- Work to do:
Convert the rows below into a numbered list without blank lines. Use only the part that opens with the line containing "Where can the deer be" and closes with the line containing "point(246, 276)", and include both of those lines.

- Supplied data:
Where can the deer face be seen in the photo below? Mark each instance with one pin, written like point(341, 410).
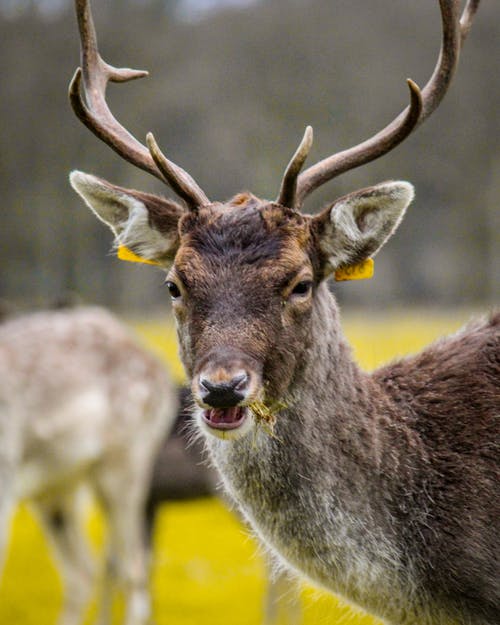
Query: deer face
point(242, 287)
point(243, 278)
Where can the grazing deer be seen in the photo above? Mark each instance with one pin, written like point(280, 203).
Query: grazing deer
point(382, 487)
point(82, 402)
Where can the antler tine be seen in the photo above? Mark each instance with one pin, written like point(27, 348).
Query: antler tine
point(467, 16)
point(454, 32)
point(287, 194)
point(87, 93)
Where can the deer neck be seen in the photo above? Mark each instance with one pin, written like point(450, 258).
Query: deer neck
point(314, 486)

...

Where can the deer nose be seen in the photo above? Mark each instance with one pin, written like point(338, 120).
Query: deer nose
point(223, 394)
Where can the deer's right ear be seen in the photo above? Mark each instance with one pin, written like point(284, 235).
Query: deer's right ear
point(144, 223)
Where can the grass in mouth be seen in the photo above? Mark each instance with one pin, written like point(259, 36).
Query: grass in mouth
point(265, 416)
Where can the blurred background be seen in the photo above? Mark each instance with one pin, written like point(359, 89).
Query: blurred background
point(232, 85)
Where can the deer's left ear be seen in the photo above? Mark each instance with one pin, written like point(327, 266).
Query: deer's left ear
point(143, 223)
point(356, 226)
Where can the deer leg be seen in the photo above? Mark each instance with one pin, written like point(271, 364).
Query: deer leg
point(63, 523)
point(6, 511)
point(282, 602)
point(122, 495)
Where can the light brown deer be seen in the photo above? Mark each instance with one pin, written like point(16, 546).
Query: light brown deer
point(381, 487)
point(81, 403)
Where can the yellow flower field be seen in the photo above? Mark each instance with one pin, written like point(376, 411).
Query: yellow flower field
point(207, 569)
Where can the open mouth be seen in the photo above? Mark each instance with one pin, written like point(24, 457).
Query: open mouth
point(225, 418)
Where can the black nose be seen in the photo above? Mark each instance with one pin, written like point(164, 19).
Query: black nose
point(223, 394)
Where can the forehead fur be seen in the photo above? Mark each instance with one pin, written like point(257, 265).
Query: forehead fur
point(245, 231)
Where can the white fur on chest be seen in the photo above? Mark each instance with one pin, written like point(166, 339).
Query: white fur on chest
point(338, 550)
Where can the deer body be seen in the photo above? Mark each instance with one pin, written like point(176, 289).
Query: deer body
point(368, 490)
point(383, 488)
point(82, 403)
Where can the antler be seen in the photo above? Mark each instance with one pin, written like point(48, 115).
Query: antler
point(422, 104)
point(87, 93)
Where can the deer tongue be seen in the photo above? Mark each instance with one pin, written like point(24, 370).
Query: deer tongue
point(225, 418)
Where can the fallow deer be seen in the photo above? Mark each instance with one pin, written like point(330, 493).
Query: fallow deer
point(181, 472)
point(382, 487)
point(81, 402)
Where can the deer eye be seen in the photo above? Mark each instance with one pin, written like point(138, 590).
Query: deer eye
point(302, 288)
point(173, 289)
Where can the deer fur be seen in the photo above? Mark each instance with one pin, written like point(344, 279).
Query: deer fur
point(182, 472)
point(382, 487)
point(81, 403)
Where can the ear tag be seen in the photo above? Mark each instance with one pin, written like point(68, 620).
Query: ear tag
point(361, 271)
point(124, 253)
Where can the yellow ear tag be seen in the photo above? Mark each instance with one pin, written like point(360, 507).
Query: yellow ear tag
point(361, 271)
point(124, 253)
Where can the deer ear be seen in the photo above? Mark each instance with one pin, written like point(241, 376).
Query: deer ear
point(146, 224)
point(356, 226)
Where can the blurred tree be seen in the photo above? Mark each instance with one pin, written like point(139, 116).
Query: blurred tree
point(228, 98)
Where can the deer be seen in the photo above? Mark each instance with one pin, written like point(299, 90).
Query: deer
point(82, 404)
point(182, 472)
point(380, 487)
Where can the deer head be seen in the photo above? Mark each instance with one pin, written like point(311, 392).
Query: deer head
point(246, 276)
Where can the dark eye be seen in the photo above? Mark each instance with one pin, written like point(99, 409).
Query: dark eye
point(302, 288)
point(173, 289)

- Output:
1. Where can the deer be seen in the photo above? Mark each instance with one pin, written like point(299, 90).
2. Query: deer
3. point(82, 404)
4. point(182, 472)
5. point(380, 487)
6. Where can the deer head be seen in the photo above? Mark each instance with one pin, written like point(311, 392).
7. Query: deer head
8. point(246, 276)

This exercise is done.